Exercise: Pick out every line in the records below that contains the word "door", and copy each of those lines. Case counts, so match the capitalization of the word.
[Begin Listed entries]
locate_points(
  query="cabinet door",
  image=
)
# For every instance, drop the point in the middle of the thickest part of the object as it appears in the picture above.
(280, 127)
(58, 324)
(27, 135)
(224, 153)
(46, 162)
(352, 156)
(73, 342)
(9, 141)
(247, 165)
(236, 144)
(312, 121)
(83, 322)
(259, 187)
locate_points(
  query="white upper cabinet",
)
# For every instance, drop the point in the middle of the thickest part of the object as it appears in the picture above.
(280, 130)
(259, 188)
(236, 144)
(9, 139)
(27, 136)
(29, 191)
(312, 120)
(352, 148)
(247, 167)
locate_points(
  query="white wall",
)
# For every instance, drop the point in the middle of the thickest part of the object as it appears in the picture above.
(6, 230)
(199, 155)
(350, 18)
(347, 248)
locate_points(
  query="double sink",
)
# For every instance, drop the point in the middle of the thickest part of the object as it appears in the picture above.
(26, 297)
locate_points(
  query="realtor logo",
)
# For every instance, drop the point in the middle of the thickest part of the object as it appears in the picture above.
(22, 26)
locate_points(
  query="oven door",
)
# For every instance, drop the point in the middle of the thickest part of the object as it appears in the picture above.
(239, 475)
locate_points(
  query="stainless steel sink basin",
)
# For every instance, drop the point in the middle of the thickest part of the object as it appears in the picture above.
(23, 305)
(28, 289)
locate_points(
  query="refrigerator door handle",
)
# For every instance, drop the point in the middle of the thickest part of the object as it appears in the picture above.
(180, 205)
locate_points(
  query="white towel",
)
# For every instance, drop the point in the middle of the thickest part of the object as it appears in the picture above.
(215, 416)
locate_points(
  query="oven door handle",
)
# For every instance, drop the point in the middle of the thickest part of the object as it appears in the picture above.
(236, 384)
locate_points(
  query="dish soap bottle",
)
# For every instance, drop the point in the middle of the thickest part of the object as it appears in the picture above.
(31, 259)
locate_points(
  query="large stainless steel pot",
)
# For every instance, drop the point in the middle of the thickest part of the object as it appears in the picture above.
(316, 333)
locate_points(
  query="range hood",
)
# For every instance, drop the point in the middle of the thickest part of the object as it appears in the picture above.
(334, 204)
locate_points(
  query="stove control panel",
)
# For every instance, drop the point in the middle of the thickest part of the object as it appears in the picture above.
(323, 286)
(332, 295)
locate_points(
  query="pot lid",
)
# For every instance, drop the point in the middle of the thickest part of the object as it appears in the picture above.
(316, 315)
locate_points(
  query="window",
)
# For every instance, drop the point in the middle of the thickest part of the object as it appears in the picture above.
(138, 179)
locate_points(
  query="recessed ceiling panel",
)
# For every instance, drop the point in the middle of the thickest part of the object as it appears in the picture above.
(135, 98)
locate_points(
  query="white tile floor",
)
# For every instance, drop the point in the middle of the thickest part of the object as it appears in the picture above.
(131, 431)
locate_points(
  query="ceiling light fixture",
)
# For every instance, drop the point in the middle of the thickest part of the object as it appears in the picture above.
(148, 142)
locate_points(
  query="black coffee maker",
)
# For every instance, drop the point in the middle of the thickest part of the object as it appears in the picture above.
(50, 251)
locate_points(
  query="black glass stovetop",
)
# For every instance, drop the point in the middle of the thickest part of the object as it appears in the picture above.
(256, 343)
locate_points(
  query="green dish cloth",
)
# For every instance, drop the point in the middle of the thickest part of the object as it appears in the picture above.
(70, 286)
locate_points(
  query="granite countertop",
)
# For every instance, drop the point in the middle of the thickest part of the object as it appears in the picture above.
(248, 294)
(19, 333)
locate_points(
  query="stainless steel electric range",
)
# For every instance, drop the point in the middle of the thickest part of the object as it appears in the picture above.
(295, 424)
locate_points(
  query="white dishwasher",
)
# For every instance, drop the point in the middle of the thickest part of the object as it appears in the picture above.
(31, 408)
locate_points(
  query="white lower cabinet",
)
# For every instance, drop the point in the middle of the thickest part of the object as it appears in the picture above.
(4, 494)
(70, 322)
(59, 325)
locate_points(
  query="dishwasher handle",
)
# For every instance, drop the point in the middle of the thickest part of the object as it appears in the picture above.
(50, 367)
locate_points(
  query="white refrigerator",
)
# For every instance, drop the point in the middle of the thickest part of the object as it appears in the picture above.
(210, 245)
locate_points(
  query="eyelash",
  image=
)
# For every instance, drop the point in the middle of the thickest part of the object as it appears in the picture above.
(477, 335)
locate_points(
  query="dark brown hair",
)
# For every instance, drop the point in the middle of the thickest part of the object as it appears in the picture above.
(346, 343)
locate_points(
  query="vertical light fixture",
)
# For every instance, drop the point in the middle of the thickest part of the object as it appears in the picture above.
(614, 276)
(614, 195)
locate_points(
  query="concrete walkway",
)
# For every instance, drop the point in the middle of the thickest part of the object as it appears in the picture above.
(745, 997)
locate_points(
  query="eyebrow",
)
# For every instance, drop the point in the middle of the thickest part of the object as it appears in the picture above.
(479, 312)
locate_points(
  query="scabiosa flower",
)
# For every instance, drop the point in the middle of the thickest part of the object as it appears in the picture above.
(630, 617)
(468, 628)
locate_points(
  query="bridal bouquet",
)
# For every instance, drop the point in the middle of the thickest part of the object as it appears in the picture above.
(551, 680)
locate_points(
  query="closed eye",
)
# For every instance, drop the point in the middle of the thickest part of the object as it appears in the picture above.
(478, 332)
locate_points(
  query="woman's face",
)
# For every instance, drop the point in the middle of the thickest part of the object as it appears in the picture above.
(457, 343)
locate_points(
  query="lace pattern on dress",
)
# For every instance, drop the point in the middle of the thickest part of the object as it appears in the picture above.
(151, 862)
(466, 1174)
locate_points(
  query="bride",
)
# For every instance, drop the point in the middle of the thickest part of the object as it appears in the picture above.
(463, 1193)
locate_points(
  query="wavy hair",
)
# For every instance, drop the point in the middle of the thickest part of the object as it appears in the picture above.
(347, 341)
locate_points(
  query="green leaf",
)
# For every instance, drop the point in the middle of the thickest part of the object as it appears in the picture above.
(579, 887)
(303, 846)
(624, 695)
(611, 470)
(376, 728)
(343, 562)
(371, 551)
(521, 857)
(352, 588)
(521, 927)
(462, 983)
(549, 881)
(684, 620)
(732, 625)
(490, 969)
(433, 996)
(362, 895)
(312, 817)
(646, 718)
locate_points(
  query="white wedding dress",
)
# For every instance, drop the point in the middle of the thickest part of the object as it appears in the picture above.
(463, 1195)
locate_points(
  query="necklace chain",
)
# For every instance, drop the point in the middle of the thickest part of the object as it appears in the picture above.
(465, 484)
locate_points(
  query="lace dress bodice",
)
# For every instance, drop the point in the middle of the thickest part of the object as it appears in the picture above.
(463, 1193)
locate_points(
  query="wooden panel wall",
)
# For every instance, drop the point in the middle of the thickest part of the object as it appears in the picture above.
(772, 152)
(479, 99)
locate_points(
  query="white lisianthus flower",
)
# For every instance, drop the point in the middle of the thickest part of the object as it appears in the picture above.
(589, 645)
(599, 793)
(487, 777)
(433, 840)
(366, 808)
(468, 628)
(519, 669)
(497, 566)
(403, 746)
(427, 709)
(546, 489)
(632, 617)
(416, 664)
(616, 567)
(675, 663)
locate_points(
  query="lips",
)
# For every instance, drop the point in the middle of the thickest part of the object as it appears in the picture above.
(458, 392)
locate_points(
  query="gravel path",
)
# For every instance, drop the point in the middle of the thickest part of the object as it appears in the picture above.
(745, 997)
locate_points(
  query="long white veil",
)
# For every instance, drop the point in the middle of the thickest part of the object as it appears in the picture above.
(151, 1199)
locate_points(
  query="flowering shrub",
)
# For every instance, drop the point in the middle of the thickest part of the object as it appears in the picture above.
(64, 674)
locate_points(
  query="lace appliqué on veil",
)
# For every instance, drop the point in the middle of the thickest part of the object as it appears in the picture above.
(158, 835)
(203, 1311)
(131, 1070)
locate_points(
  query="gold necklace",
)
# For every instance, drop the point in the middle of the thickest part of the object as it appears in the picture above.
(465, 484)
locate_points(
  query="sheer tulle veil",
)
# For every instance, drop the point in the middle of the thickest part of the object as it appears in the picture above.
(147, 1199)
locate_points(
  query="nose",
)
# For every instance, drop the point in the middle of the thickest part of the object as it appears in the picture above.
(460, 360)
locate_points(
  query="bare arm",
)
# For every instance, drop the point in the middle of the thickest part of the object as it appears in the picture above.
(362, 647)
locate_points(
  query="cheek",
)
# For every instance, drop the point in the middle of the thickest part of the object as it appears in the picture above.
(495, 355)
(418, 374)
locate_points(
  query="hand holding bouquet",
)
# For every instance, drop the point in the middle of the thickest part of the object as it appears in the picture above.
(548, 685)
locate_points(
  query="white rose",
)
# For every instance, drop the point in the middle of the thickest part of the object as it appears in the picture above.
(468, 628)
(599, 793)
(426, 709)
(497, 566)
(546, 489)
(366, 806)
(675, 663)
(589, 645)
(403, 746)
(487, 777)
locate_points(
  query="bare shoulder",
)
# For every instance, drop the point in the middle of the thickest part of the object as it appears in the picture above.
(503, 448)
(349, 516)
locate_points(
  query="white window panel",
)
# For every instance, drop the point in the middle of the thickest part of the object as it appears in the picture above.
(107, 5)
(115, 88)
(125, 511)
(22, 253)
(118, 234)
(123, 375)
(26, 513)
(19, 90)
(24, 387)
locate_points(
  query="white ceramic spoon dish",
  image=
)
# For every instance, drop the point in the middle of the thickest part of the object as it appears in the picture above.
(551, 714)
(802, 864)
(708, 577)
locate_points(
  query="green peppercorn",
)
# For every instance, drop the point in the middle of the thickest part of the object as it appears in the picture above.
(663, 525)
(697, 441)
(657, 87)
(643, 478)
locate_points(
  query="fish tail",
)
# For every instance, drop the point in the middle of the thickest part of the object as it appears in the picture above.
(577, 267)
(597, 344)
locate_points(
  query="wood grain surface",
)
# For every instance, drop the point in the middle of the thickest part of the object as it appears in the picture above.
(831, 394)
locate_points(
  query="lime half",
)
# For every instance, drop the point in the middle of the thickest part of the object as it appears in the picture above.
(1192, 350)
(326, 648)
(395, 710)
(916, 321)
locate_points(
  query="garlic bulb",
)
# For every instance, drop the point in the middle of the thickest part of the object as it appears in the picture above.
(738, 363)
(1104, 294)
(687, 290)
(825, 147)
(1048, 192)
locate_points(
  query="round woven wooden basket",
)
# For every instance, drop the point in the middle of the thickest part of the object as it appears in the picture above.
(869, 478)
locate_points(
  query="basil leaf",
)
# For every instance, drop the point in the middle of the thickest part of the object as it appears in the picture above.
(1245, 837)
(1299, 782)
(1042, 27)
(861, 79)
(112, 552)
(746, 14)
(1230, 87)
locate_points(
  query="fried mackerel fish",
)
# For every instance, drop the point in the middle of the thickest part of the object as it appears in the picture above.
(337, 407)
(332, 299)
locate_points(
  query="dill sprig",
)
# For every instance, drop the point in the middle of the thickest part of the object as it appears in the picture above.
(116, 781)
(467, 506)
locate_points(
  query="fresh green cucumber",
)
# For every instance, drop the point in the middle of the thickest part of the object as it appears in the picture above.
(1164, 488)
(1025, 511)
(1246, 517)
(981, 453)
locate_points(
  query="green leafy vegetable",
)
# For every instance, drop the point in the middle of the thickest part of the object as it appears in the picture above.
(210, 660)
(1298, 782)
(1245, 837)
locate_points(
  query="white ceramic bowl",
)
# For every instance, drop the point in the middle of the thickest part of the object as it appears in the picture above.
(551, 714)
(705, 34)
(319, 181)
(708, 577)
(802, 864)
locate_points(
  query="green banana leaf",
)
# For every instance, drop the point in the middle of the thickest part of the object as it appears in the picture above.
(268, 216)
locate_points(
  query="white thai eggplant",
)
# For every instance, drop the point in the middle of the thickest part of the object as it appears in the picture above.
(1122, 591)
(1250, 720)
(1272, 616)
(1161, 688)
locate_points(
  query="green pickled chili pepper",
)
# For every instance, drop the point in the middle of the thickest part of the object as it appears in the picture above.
[End Listed entries]
Task answer:
  query="cabinet door",
  query="oven door",
  query="refrigerator door handle",
  query="oven door handle",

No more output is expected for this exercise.